**MATERIAL PROVIDED:**
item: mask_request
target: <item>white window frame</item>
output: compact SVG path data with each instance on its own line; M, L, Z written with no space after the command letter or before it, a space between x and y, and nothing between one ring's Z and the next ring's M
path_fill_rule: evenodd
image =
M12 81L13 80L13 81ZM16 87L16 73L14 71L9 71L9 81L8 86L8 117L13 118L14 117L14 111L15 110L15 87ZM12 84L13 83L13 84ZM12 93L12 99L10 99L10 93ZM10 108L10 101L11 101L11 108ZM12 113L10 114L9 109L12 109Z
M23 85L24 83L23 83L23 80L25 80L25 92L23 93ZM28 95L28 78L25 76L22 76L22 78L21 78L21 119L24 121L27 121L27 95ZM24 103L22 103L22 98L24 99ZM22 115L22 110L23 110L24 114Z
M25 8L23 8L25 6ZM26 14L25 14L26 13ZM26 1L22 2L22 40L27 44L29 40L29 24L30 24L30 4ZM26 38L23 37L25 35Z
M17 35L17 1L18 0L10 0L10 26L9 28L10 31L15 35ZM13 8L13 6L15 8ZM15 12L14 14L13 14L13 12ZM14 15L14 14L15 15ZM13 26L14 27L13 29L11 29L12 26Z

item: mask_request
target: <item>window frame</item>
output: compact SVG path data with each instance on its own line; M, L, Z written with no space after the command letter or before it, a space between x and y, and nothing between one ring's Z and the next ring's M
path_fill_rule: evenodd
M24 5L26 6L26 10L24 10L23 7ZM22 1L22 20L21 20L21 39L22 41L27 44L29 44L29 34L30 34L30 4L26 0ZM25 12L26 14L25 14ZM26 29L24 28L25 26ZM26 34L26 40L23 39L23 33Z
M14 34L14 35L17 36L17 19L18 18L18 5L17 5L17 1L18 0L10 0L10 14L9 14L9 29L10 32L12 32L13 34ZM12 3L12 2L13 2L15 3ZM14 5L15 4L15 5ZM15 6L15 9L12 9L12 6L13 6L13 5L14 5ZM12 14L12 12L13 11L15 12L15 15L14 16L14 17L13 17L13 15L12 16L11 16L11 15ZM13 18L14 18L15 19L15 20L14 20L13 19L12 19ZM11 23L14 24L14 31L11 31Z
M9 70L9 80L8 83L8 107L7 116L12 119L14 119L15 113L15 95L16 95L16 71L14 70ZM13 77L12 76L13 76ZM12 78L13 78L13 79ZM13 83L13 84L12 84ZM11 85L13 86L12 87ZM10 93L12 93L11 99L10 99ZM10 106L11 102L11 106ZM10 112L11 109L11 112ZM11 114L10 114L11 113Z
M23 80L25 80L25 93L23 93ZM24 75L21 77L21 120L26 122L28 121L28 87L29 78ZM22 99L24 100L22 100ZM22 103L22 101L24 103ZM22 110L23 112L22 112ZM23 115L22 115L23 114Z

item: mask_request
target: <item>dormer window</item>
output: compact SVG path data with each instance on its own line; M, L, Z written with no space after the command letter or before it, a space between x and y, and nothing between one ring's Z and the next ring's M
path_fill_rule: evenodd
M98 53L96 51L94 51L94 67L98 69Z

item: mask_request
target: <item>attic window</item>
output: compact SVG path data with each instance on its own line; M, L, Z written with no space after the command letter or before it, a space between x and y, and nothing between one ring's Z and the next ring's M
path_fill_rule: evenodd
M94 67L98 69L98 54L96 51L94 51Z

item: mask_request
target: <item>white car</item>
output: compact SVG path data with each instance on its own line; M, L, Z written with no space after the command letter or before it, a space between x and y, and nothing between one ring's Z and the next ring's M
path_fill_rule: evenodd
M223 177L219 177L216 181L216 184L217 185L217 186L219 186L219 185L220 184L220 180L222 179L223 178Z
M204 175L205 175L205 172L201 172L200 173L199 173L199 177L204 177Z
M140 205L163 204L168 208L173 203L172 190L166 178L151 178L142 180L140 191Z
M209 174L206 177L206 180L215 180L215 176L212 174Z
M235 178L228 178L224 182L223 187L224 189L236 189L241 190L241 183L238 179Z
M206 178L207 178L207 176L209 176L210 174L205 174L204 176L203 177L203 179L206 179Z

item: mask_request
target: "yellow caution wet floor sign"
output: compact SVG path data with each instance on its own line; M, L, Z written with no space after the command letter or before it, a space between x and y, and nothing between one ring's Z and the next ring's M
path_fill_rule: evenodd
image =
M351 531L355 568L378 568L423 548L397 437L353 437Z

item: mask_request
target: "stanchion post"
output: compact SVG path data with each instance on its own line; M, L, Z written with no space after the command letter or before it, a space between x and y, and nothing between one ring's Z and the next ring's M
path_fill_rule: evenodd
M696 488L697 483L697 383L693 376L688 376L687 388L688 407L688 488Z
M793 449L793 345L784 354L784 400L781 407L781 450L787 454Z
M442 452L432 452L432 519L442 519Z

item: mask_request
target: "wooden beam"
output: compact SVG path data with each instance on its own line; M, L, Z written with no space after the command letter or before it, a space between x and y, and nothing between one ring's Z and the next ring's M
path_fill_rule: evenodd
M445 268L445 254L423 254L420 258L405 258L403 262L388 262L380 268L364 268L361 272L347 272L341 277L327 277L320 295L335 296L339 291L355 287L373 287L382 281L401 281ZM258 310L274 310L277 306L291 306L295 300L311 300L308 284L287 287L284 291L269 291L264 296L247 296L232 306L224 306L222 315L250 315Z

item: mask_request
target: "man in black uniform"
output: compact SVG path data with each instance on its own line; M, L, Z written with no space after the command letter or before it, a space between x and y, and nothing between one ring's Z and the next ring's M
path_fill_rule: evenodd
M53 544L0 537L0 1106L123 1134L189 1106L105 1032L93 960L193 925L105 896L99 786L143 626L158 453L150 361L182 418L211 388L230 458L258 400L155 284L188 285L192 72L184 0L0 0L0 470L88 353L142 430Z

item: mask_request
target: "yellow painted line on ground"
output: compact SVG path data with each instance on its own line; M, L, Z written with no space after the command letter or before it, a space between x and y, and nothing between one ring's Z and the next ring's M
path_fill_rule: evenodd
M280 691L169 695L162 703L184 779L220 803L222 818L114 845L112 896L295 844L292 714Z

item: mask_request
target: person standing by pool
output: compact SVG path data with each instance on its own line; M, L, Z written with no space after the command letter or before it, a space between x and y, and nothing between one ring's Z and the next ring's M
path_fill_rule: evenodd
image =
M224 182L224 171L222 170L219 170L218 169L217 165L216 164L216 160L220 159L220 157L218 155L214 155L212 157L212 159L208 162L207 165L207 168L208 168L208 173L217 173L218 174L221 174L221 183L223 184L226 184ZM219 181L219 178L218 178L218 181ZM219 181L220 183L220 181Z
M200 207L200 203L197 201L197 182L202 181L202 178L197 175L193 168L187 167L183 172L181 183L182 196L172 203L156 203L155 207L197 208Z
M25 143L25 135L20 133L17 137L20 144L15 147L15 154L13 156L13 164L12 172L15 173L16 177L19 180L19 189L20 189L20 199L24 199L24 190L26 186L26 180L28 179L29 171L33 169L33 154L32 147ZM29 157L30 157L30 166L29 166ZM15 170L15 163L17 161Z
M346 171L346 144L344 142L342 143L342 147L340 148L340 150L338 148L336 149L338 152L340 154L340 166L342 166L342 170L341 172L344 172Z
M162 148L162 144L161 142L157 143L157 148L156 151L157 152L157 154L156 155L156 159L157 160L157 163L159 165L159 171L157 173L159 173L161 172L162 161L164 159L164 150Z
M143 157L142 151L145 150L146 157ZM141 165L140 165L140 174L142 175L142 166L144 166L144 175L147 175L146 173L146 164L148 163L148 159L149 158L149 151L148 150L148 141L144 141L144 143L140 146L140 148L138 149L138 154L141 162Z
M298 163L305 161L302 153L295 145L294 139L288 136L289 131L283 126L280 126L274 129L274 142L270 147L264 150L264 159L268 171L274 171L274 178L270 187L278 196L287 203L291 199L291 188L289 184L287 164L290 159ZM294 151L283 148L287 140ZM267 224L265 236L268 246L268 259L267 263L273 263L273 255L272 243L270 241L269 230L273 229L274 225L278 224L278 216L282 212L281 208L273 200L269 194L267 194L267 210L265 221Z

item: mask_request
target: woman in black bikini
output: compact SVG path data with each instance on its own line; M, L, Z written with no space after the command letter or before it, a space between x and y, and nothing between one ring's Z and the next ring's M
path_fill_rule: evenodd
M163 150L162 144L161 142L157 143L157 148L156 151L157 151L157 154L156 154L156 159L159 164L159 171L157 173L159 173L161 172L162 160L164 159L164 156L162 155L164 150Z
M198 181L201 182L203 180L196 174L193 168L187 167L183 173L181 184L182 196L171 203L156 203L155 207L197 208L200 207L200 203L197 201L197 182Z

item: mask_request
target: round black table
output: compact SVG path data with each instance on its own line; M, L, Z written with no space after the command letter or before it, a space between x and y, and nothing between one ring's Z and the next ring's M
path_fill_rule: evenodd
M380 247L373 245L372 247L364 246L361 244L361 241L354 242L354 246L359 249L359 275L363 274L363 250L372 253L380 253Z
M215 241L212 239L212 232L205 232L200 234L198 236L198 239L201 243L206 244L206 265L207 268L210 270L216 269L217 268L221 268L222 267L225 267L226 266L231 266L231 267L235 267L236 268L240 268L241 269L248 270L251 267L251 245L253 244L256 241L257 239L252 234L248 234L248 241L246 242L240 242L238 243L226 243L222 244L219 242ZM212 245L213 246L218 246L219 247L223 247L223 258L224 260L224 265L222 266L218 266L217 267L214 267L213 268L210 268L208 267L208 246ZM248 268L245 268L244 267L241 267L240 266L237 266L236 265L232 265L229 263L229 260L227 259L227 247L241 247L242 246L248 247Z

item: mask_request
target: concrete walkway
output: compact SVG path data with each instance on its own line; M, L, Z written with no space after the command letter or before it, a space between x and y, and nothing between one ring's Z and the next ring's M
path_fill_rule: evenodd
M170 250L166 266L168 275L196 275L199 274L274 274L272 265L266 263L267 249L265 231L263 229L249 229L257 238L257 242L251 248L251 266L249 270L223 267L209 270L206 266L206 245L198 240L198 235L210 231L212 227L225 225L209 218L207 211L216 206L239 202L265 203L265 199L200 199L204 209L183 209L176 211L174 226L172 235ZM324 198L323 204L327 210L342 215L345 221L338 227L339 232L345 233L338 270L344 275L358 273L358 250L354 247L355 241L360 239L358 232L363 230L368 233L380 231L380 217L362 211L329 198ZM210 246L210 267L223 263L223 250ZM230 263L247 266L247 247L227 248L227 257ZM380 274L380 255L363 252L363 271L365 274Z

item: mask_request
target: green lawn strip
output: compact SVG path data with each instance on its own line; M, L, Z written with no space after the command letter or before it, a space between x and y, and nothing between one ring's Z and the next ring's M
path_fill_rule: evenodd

**SET EXERCISE:** Please give the material above, from its first line to the line with "M12 81L13 80L13", as a Markdown table with the columns Row and Line. Put the row number under Row and the line under Line, and leave out blank lines.

**CORRECT RESPONSE:**
| Row | Line |
|---|---|
| 1 | item: mask_request |
| 2 | target: <item>white window frame</item> |
| 3 | output: compact SVG path data with each instance on its own line; M, L, Z written with no space after the command letter or before it, a space between x and y, and nothing between one ring's Z and the next ring's M |
| 4 | path_fill_rule: evenodd |
| 5 | image = |
| 6 | M12 81L13 80L13 81ZM16 87L16 73L14 71L9 71L9 81L8 86L8 117L13 118L14 117L14 111L15 110L15 87ZM12 84L13 83L13 84ZM12 93L12 99L10 99L10 93ZM10 108L10 101L11 101L11 108ZM12 113L10 114L9 109L12 109Z |